§ Texte fourni
Entre la fin des années 50 et le début des sixties, la France perd peu à peu et parfois douloureusement son empire colonial. Tous les pays qui le composent accèdent à l’indépendance ce qui, footballistiquement parlant va modifier totalement les habitudes des clubs français. Dans ces années là, les cicatrices de la décolonisation restant très vivaces, très peu de joueurs issus des pays du Maghreb venaient fouler les pelouses hexagonales. L’OM comme les autres s’est donc tourné un plus plus au sud du continent, vers les footballeurs de l’Afrique Subsaharienne.

§ Consigne
Imprimez mot pour mot le passage du texte fourni qui va de « Entre la fin » jusqu'à « de l’Afrique Subsaharienne. ». Les données n'ont aucun lien avec le texte fourni.

§ Données fournies
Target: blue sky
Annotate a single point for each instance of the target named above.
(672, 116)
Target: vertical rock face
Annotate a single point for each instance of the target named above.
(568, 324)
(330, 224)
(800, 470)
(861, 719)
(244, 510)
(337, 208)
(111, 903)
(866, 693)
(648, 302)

§ Exercice corrigé
Entre la fin des années 50 et le début des sixties, la France perd peu à peu et parfois douloureusement son empire colonial. Tous les pays qui le composent accèdent à l’indépendance ce qui, footballistiquement parlant va modifier totalement les habitudes des clubs français. Dans ces années là, les cicatrices de la décolonisation restant très vivaces, très peu de joueurs issus des pays du Maghreb venaient fouler les pelouses hexagonales. L’OM comme les autres s’est donc tourné un plus plus au sud du continent, vers les footballeurs de l’Afrique Subsaharienne.